# Aim
Put each line of the entries below into a Markdown table with a "Row" column that numbers the lines and a "Text" column that holds each line. Leave out any blank lines.

───── Exercise inputs

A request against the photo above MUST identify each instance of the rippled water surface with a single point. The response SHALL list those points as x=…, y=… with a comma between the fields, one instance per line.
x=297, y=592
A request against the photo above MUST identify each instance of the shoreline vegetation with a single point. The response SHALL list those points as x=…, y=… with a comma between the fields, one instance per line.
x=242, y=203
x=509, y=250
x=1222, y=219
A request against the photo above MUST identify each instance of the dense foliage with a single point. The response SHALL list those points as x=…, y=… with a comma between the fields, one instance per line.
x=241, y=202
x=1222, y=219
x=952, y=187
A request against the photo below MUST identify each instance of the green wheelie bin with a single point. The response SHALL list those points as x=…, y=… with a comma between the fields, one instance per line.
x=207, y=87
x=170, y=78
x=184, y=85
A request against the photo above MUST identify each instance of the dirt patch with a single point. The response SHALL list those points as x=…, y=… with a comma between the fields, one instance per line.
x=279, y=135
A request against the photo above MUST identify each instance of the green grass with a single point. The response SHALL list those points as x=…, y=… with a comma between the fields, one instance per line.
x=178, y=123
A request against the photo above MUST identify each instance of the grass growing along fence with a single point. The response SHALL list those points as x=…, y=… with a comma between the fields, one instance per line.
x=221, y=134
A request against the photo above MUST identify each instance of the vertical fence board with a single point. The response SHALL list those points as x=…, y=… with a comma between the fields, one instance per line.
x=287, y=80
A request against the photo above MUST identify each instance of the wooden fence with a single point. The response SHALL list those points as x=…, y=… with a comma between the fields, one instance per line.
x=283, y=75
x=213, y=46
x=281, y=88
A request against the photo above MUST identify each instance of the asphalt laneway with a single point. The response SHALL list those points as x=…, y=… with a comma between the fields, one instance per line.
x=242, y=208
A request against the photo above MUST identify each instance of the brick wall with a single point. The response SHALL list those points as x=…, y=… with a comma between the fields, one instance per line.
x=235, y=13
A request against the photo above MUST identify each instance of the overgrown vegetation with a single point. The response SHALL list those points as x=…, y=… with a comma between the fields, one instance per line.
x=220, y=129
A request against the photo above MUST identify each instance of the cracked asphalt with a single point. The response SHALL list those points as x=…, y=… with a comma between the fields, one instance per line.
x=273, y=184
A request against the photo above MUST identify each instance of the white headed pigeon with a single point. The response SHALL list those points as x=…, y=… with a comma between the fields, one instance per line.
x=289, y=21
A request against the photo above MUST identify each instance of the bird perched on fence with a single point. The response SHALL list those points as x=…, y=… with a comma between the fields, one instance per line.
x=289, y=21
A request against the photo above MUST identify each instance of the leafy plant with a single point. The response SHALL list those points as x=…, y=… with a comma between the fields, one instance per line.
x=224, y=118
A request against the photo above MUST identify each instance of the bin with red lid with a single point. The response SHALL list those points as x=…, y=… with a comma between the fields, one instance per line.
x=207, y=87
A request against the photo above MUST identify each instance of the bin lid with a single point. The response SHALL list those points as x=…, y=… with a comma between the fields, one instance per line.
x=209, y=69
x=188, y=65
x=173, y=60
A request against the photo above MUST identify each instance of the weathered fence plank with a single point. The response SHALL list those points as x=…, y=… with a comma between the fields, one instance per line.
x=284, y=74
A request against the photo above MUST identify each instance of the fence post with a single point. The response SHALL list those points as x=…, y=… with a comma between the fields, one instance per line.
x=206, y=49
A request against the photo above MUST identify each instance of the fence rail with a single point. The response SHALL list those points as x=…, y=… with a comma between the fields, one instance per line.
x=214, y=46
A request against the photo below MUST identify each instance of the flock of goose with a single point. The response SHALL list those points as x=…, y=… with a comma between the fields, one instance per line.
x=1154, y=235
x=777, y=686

──────────

# Full solution
| Row | Text |
|---|---|
| 1 | A request against the photo above MUST identify each instance of the rippled water surface with a single point. The response SHALL list those points as x=…, y=… with a comma between the fields, one instance per line. |
| 2 | x=297, y=592 |
| 3 | A request against the photo above MUST identify each instance of the shoreline vegetation with a single point. The response SHALL list those points as x=…, y=… with a comma between the fields, one instance per line. |
| 4 | x=242, y=203 |
| 5 | x=509, y=250 |
| 6 | x=1222, y=219 |
| 7 | A request against the photo above MUST identify each instance of the dense foliage with a single point. The response SHALL list those points as x=…, y=… with a comma between the fields, one instance per line. |
| 8 | x=241, y=202 |
| 9 | x=1222, y=219 |
| 10 | x=952, y=187 |
| 11 | A request against the photo below MUST identify each instance of the green wheelie bin with a single point. The response SHALL list those points as x=…, y=… with a comma between the fields, one instance per line. |
| 12 | x=207, y=87 |
| 13 | x=170, y=78 |
| 14 | x=184, y=85 |
| 15 | A request against the photo above MUST identify each instance of the dirt patch with a single point. The response SHALL list those points as x=…, y=… with a comma between the fields, one instance per line. |
| 16 | x=279, y=135 |
| 17 | A request against the photo above MUST identify each instance of the green grass with a single point. The response SHALL list those points as x=…, y=… with a comma between the fields, one instance per line. |
| 18 | x=178, y=123 |
| 19 | A request against the photo above MUST identify each instance of the grass growing along fence with a single point. The response SHALL list those points as x=…, y=… with a comma between the fields, one instance per line. |
| 20 | x=221, y=134 |
| 21 | A request against the photo above MUST identify each instance of the vertical fence board with a single point. The response SHALL list those points as x=…, y=… with a comma between the fields, one instance per line. |
| 22 | x=287, y=80 |
| 23 | A request against the photo above MUST identify each instance of the wooden fence with a single point. The response SHALL list those points as x=…, y=… with a comma between the fields, one instance per line. |
| 24 | x=283, y=75 |
| 25 | x=213, y=46 |
| 26 | x=281, y=88 |
| 27 | A request against the photo above MUST identify each instance of the asphalt laneway with a single point. The response SHALL list those points as x=…, y=… with a comma between the fields, one instance per line. |
| 28 | x=242, y=208 |
| 29 | A request against the photo above MUST identify each instance of the brick wall with a single point. The response SHALL list those points as x=…, y=… with a comma between the fields, one instance per line. |
| 30 | x=235, y=13 |
| 31 | A request against the photo above MUST identify each instance of the overgrown vegetation with a single point. The response SHALL list those points as x=…, y=… with a comma between the fields, one instance per line. |
| 32 | x=220, y=129 |
| 33 | A request against the photo above MUST identify each instance of the cracked asphalt with a single point. The response SHALL list those points as x=…, y=… with a comma between the fields, one instance per line. |
| 34 | x=273, y=184 |
| 35 | A request against the photo above MUST identify each instance of the white headed pigeon with a single point. The response SHALL list those points as x=…, y=… with a comma between the fields, one instance per line. |
| 36 | x=289, y=21 |
| 37 | A request against the photo above MUST identify each instance of the bird perched on fence with a single point. The response SHALL list those points as x=…, y=… with a comma between the fields, one instance per line. |
| 38 | x=289, y=21 |
| 39 | A request against the photo above MUST identify each instance of the leafy plant with a single point. The response SHALL list those points as x=…, y=… with a comma between the fields, one instance per line. |
| 40 | x=224, y=118 |
| 41 | A request against the photo above MUST identify each instance of the bin with red lid with a single point. The response SHALL list those points as x=…, y=… with a comma between the fields, one instance per line. |
| 42 | x=207, y=87 |
| 43 | A request against the photo above MUST identify each instance of the bin lid with a single point. The response SHALL list those points as x=…, y=… with a comma between the fields, one instance per line. |
| 44 | x=209, y=69 |
| 45 | x=188, y=65 |
| 46 | x=173, y=60 |
| 47 | A request against the photo above MUST identify each instance of the weathered fence plank with a single point. The response SHALL list those points as x=…, y=… with a comma between the fields, one instance per line. |
| 48 | x=284, y=74 |
| 49 | A request against the photo above MUST identify each instance of the fence post with a single point. The response SHALL list those points as x=…, y=… with a comma between the fields, one instance per line. |
| 50 | x=206, y=49 |
| 51 | A request against the photo above MUST identify each instance of the fence rail with a single point. The response SHALL list those points as x=…, y=… with a comma between the fields, one instance per line. |
| 52 | x=214, y=46 |
| 53 | A request against the photo below MUST identify each instance of the flock of goose with a single point. The response SHALL list those points as x=…, y=… with a comma between the fields, one instance per line. |
| 54 | x=1154, y=235 |
| 55 | x=777, y=686 |